::: Input material :::
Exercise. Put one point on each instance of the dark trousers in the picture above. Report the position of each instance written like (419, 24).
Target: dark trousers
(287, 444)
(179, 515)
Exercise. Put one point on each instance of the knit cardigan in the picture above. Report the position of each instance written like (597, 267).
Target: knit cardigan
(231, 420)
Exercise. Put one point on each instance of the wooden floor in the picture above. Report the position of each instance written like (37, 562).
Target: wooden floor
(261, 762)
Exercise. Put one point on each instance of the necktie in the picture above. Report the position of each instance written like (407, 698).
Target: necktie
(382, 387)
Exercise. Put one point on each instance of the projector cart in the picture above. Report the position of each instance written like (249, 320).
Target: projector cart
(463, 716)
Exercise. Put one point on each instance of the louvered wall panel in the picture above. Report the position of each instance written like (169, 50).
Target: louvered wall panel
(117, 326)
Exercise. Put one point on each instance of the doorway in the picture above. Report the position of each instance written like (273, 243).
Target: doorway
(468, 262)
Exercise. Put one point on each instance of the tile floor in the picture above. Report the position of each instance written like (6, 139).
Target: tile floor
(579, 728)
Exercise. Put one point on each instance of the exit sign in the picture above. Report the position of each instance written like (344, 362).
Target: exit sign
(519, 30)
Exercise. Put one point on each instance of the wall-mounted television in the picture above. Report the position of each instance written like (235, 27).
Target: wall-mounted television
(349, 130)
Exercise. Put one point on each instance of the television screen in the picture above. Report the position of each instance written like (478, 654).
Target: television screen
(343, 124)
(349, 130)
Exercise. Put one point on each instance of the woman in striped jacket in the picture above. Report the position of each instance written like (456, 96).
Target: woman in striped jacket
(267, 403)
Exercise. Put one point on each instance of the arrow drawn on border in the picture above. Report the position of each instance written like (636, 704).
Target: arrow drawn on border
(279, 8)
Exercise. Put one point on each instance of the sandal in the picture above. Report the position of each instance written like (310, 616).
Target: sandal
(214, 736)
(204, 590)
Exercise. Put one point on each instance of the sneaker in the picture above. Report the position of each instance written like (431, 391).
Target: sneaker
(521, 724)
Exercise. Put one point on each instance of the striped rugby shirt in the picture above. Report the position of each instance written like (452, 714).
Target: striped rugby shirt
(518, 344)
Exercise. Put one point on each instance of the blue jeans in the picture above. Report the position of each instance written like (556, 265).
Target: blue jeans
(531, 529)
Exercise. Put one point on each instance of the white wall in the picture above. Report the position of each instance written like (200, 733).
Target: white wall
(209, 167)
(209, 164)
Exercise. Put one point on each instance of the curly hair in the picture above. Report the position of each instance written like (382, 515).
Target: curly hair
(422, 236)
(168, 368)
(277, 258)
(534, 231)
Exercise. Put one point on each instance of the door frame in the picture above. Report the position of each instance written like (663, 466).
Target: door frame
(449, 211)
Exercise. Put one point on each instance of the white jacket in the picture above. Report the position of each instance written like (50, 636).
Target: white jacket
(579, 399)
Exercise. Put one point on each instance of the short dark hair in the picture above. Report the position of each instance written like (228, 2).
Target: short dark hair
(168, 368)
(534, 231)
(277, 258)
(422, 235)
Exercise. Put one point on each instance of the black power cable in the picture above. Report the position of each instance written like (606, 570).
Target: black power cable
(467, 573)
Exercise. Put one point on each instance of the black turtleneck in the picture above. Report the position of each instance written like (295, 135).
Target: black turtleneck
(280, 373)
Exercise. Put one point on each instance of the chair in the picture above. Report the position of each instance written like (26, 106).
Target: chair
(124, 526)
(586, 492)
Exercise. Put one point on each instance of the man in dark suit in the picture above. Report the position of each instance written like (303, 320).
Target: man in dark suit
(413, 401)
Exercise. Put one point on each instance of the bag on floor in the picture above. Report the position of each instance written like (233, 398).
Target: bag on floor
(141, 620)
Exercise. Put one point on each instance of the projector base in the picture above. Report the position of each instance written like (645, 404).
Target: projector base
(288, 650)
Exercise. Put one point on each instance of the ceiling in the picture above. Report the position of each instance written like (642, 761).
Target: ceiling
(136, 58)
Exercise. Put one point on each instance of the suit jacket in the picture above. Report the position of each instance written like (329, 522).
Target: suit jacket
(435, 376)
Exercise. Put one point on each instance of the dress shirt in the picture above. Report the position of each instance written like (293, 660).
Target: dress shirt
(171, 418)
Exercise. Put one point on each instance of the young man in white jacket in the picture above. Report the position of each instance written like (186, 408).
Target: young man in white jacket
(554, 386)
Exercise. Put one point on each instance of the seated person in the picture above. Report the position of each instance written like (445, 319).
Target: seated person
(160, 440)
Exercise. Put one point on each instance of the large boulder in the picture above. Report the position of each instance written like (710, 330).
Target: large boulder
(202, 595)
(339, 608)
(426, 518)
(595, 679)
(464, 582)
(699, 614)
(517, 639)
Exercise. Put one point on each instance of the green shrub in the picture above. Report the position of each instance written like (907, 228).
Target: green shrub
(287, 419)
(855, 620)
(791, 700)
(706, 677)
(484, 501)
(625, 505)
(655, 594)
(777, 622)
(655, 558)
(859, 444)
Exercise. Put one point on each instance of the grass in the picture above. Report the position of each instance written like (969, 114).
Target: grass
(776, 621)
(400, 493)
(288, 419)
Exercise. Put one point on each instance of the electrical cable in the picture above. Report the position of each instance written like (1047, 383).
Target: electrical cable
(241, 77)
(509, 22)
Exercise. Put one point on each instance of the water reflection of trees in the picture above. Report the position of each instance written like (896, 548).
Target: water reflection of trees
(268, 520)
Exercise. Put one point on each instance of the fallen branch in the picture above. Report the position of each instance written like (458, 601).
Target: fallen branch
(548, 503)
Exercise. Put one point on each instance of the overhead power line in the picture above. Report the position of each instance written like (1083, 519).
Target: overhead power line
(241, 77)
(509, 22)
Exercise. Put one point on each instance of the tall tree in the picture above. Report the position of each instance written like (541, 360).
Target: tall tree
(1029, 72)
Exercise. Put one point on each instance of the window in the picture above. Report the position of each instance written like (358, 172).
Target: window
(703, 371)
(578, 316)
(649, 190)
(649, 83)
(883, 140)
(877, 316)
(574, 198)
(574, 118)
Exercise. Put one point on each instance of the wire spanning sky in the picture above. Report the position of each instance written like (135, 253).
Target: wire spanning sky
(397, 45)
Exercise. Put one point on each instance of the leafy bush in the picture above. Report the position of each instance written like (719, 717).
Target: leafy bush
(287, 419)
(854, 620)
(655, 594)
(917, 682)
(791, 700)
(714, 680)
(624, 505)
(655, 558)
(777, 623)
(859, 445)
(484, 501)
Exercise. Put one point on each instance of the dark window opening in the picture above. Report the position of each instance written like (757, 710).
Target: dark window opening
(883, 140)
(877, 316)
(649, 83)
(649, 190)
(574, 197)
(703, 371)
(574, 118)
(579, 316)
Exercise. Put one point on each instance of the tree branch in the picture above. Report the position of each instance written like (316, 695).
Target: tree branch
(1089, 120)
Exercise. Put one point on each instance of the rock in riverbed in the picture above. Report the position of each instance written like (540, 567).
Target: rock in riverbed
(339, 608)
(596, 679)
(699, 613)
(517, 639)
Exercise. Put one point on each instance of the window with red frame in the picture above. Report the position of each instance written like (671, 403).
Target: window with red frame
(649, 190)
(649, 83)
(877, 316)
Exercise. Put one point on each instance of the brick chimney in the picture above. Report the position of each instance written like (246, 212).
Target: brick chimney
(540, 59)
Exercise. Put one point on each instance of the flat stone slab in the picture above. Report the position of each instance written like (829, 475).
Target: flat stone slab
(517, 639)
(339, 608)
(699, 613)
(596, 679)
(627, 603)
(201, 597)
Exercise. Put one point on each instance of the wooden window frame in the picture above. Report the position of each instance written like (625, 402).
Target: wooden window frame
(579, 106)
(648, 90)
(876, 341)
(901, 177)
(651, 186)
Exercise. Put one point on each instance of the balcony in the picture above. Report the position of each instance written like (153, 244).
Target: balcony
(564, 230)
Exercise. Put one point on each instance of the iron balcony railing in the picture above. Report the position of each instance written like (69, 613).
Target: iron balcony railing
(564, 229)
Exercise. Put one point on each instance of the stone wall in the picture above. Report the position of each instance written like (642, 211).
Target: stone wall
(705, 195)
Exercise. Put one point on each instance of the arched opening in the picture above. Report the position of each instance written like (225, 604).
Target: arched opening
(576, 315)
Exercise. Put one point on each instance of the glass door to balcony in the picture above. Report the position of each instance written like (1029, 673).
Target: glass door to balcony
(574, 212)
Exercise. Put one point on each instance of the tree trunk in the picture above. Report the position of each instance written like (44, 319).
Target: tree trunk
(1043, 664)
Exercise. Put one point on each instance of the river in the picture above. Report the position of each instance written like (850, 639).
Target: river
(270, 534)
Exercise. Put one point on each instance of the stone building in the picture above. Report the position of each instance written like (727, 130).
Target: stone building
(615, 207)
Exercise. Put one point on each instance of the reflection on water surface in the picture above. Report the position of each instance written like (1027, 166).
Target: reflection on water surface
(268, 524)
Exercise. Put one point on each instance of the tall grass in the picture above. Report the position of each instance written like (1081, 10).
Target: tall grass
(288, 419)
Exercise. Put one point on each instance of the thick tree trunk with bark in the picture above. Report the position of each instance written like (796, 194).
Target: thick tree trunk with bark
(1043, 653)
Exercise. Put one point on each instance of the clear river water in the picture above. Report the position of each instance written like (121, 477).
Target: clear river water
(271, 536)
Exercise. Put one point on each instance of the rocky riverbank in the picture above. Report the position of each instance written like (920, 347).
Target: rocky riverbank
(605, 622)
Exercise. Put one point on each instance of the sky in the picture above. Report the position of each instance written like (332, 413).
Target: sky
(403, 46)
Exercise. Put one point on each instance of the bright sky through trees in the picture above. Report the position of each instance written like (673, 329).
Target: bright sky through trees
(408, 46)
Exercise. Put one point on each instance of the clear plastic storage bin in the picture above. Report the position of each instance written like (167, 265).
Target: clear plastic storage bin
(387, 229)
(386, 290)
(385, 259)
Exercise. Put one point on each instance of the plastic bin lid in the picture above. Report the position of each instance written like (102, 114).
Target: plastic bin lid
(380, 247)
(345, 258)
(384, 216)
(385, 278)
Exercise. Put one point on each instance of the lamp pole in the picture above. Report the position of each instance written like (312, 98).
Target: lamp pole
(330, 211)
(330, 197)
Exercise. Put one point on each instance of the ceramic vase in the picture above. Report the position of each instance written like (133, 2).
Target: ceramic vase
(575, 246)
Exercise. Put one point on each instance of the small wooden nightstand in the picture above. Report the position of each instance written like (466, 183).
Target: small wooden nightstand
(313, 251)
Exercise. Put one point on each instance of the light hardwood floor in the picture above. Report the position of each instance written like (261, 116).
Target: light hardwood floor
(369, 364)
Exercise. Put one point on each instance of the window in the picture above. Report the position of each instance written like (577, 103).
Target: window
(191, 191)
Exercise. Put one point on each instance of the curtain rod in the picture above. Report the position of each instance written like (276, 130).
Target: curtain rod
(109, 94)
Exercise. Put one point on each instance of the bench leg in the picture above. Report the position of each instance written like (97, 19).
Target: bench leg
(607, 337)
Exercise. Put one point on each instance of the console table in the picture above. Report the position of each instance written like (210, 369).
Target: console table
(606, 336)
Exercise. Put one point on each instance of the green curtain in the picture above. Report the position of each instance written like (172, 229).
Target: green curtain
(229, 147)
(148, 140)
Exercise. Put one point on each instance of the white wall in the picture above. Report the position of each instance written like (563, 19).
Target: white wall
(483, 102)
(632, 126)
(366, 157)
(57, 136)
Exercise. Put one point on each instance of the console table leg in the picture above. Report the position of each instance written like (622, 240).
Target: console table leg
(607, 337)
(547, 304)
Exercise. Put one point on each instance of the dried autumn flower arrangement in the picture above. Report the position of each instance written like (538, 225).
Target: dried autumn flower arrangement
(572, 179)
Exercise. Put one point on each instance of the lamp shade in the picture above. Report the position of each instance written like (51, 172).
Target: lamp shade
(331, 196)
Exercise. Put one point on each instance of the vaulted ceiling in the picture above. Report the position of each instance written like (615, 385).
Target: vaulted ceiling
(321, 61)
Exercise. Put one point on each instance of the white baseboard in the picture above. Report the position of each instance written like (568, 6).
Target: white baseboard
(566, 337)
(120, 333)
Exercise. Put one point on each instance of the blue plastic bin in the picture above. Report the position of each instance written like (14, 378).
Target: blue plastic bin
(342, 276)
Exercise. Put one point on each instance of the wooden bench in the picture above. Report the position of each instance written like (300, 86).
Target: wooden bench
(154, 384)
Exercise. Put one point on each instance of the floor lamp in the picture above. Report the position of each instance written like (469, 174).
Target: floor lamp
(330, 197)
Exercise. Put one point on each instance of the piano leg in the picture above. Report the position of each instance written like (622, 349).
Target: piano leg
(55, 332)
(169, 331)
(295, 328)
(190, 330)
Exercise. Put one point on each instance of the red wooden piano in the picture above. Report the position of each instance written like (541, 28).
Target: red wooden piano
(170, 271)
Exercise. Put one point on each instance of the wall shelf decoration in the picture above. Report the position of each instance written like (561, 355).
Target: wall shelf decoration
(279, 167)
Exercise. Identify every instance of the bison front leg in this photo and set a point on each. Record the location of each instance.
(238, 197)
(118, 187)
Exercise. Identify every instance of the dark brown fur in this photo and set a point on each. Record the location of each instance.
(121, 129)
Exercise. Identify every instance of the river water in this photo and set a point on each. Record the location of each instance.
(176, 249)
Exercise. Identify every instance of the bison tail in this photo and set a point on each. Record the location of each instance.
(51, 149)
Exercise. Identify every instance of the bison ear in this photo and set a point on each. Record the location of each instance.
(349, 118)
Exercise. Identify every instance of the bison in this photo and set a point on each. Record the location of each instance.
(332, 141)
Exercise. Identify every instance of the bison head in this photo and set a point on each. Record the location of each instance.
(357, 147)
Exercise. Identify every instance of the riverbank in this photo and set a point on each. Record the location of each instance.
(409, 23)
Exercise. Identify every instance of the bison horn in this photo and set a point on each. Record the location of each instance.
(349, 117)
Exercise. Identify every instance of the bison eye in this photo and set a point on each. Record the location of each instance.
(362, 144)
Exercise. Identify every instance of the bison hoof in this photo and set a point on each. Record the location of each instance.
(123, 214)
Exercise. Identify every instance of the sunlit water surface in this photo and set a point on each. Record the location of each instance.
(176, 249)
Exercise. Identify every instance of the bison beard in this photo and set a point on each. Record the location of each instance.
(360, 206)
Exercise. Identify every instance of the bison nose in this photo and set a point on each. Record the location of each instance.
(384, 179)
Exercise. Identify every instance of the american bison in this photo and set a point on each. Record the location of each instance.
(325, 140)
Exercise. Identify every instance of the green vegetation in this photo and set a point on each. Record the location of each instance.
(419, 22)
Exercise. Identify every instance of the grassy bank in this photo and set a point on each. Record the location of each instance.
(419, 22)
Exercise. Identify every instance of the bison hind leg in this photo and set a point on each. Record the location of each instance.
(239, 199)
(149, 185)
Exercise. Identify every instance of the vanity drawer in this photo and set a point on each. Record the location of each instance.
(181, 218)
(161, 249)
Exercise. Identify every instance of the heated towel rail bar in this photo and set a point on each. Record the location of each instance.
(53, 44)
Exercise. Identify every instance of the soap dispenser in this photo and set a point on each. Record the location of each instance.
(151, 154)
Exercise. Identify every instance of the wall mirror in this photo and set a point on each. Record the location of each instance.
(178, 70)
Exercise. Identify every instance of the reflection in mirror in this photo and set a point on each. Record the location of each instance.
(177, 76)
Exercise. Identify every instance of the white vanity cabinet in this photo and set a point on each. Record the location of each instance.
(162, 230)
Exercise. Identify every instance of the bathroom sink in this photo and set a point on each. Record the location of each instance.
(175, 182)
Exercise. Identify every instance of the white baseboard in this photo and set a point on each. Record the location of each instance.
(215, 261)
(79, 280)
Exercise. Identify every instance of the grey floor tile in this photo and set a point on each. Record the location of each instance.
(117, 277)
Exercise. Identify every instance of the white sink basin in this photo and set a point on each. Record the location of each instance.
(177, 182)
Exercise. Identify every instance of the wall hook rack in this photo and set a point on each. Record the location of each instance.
:::
Task to carry out: Give again the lines from the line holding "Exercise. Identify every instance of the white vanity" through the close of the listing, both included, exactly as written and with nothing else.

Written answer:
Exercise. Identify every instance of the white vanity cabinet in this photo and set a point on each. Record the location of each instance.
(162, 230)
Exercise. Identify every instance of the bathroom sink in this photo and set a point on each. Record the location of each instance.
(175, 182)
Exercise. Identify every instance of the white baseboard in this photo and set a point on each. Record the location of each instance.
(215, 261)
(79, 280)
Exercise. Identify every instance of the grey floor tile in this photo and set a point on each. Record the location of each instance.
(117, 277)
Exercise. Identify every instance of the white sink basin in this photo and set a point on each. Record the location of each instance.
(177, 182)
Exercise. Identify every instance of the wall hook rack in this photo and set a point on each. Record the location of each instance.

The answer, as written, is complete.